# Required action A
Count the lines of the records below that contain the word "after", and give only that number.
::: Source passage :::
What to Do With All This Ephemera?

Our collections of comics pale next to that of Richard Marschall‘s.

Richard Marschall is among the most prolific of a breed of popular ephemera collectors-assemblers-scholars. He has written and edited more than 62 books on cultural topics, including the history of comics, television and country music (many he talks about below). He has documented the history of comic strips in two magazines he edited: Nemo, the Classic Comics Library and Hogan’s Alley. For Marvel, he founded the slick graphic story magazine Epic Illustrated. He has edited massive runs of comic strips (Peanuts, BC, Dick Tracy), scripted for graphic novels and animated cartoons (ThunderCats) and edited a book with Dr. Seuss.

The resume goes on and on, far beyond comics and cartoons.

Steven Heller interviews the respected historian on a lifetime of collecting popular culture artifacts.

Among the topics broached was what happens to it all when Richard goes to meet his reward:

Yes, it is an emotional, not only a practical, decision. As Grover Cleveland said about the problem of a government budget surplus (those were the good old days!), it is a condition, not a theory, that confronts me. I have earmarked for my children the chunks of my archives they want to inherit—art and philosophy and religious books for my daughter; Theodore Roosevelt rarities for my son Theodore; also history, Civil War, World War II material. Then, there are reference books and special materials I will retain at the moment for books, projects and exhibitions I am planning before I reach that ol’ horizon. For the (vast amount) of other material, I am at the first stages of deaccession.
::: Data section :::
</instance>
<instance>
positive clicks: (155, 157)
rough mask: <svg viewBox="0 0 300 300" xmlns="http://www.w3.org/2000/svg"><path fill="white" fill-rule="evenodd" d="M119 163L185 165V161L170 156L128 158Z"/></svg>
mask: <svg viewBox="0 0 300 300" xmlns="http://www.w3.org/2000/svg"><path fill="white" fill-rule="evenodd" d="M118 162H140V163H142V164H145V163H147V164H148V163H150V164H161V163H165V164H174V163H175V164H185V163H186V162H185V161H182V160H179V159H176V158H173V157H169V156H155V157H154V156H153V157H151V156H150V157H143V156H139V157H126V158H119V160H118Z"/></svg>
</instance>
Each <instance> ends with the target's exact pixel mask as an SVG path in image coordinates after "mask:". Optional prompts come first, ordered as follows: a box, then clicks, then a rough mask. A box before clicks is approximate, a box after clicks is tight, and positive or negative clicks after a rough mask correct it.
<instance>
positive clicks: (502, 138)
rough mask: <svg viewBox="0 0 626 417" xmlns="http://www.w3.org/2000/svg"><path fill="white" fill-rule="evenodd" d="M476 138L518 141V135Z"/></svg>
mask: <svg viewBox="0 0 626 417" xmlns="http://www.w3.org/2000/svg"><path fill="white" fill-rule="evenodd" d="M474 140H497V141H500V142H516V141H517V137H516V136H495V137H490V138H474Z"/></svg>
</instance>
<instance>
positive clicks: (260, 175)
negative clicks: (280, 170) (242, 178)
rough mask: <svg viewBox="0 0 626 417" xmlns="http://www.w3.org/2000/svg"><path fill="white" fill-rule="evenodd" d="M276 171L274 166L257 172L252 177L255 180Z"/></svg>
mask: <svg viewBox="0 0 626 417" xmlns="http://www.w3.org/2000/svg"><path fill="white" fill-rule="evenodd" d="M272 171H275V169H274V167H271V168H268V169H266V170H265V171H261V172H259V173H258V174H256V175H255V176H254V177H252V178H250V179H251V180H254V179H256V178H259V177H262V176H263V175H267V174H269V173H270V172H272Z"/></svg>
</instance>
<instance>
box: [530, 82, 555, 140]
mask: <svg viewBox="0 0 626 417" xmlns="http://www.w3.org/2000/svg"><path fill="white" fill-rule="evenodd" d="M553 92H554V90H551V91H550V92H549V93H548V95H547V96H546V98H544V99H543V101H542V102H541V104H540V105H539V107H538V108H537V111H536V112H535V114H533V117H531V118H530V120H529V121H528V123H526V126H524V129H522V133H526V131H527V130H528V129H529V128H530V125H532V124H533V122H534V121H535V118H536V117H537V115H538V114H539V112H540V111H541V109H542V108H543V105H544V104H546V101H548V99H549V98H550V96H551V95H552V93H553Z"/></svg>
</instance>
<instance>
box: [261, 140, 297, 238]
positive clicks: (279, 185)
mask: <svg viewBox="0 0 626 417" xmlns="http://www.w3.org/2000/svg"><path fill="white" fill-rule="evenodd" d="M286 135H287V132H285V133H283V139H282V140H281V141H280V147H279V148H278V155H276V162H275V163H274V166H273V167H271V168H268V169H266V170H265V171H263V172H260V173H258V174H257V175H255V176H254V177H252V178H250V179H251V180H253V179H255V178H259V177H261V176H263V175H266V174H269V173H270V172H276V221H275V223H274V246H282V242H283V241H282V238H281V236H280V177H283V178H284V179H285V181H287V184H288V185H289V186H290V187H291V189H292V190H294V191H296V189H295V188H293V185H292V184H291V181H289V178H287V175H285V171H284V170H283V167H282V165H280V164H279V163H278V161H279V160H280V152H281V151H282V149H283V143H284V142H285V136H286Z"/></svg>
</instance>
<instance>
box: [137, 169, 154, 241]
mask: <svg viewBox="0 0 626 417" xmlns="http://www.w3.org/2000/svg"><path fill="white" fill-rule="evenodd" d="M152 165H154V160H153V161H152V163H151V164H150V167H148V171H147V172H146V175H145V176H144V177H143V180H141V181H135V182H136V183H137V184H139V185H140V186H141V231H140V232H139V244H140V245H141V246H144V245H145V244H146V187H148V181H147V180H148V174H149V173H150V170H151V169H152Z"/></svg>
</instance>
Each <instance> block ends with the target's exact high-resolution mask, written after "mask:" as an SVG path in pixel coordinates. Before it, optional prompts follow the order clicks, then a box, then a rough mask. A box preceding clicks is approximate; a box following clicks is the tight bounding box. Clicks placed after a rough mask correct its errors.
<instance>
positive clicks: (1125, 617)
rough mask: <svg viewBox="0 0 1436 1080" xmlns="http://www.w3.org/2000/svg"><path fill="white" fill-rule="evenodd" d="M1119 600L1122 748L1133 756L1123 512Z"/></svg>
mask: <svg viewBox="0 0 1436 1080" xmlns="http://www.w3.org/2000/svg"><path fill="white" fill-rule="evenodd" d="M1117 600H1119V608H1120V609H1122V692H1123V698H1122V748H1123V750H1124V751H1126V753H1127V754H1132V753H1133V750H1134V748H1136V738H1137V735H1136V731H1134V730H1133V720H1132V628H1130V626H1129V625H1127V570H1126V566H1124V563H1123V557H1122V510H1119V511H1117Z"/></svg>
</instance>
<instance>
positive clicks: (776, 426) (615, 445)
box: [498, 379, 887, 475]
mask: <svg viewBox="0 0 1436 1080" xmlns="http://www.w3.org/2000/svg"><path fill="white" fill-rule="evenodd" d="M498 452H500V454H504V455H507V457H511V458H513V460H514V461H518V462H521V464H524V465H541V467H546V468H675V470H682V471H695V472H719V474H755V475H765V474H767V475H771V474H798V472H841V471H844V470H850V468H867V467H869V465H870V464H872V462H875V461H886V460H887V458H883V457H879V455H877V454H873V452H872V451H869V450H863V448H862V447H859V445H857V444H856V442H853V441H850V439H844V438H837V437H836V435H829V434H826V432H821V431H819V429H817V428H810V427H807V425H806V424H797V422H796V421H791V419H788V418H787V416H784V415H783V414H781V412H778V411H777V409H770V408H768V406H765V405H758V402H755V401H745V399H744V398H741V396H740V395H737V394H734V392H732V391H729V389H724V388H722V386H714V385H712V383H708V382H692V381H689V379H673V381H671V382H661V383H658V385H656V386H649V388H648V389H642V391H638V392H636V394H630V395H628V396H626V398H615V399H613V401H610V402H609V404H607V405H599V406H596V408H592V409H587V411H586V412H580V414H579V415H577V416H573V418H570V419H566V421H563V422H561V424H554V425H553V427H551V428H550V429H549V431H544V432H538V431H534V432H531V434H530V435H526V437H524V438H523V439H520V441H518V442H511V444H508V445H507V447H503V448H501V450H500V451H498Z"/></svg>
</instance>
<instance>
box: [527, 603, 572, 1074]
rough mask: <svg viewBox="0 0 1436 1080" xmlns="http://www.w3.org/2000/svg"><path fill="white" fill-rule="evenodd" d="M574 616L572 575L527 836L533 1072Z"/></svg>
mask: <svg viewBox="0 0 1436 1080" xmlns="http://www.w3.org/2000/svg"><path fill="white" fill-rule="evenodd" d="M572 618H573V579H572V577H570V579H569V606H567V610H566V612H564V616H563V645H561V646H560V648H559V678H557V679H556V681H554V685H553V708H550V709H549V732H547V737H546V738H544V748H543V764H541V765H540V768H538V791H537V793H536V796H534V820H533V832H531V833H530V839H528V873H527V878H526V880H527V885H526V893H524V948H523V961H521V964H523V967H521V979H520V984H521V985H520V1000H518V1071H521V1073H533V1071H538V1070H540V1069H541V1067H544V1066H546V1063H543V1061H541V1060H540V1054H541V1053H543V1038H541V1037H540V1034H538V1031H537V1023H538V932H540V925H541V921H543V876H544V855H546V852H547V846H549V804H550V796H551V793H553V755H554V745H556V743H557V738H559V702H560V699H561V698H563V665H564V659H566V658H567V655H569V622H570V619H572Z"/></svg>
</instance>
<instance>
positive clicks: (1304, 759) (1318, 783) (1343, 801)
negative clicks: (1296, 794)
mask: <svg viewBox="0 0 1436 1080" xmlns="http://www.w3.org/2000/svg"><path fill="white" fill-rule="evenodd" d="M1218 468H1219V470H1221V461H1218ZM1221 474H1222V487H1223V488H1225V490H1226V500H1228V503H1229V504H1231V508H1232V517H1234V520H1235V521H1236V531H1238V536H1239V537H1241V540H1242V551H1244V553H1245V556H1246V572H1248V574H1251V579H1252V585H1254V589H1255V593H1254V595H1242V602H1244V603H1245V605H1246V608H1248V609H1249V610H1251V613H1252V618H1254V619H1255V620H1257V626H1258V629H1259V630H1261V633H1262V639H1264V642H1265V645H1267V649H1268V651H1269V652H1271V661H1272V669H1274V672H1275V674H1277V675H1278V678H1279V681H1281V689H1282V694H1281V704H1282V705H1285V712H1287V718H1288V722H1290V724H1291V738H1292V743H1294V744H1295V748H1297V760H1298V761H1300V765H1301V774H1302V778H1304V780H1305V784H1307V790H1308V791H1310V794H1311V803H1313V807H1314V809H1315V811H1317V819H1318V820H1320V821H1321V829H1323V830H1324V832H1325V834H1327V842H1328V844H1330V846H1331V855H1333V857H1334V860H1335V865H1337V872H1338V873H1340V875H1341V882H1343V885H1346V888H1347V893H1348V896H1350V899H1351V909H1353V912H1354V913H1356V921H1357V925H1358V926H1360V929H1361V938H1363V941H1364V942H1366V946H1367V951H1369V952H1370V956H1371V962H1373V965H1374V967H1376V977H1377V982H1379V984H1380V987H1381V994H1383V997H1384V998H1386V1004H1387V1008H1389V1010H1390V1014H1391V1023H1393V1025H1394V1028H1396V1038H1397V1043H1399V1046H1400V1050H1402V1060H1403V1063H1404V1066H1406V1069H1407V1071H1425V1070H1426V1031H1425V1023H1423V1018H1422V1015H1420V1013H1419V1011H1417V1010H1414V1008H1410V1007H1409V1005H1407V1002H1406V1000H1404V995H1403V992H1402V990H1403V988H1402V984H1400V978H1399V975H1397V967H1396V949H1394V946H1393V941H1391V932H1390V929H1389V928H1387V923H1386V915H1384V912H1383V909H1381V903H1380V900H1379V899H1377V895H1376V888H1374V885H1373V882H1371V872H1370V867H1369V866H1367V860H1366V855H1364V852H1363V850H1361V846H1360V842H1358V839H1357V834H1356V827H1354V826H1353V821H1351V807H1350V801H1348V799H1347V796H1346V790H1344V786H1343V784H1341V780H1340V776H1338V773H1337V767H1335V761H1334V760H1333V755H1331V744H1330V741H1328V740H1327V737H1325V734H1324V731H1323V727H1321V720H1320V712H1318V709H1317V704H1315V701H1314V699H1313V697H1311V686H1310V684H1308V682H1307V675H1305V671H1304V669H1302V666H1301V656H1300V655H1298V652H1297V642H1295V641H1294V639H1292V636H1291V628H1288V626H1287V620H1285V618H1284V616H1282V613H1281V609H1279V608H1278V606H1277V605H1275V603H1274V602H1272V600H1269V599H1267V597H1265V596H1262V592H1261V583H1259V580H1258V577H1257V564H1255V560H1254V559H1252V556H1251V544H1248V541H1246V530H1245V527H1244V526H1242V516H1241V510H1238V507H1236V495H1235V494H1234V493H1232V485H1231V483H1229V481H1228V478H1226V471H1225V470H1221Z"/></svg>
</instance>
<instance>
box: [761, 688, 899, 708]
:::
# Required action B
Name the comic strips whose massive runs Richard Marschall has edited, according to the passage about him above.

# Final answer A
2

# Final answer B
Peanuts, BC, Dick Tracy